Give only the number of lines in the records that contain the word "green", treating uppercase and lowercase letters as different.

RECORDS SUPPLIED:
________________________________________

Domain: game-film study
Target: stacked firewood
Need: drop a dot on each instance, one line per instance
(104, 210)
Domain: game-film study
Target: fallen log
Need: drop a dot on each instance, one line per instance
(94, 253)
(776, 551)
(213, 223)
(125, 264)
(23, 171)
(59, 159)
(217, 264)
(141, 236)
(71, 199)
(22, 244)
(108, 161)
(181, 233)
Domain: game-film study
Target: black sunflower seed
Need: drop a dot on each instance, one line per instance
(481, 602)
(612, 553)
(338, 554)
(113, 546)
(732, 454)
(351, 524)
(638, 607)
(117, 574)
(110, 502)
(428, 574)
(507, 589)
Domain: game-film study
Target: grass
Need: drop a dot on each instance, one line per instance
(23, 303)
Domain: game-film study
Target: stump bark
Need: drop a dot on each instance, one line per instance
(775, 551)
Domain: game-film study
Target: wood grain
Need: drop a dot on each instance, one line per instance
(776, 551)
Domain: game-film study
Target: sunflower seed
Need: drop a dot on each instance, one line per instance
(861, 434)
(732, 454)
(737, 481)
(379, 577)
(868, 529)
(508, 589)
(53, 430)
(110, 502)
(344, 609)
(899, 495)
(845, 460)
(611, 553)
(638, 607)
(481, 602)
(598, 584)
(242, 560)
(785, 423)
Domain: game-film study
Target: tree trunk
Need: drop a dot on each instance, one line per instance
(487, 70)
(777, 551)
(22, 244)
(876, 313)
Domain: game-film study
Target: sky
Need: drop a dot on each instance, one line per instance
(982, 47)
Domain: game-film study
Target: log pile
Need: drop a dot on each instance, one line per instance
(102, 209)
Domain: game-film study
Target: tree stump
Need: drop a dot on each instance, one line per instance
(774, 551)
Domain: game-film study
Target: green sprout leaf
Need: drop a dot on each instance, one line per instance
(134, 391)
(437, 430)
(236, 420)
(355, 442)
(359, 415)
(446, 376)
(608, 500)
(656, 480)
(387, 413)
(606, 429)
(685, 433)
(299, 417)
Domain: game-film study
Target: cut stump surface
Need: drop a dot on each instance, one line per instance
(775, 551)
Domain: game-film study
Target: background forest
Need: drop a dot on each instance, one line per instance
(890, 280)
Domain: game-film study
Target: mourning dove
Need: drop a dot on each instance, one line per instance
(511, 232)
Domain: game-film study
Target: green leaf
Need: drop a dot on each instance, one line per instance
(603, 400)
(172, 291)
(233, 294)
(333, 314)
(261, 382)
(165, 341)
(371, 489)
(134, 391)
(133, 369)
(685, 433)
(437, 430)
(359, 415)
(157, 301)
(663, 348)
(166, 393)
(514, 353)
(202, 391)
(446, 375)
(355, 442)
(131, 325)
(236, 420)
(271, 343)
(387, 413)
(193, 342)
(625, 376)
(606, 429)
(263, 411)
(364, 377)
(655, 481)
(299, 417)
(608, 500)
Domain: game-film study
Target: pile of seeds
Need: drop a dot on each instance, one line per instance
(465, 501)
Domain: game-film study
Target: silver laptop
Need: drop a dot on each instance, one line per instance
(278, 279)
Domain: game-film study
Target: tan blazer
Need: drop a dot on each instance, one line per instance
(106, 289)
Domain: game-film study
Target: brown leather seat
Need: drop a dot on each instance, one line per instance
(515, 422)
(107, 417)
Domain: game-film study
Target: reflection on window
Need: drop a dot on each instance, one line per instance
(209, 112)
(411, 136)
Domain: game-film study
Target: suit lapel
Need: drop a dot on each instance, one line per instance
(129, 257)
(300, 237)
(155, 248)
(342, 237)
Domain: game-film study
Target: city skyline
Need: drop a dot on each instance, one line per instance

________________________________________

THE ANSWER: 2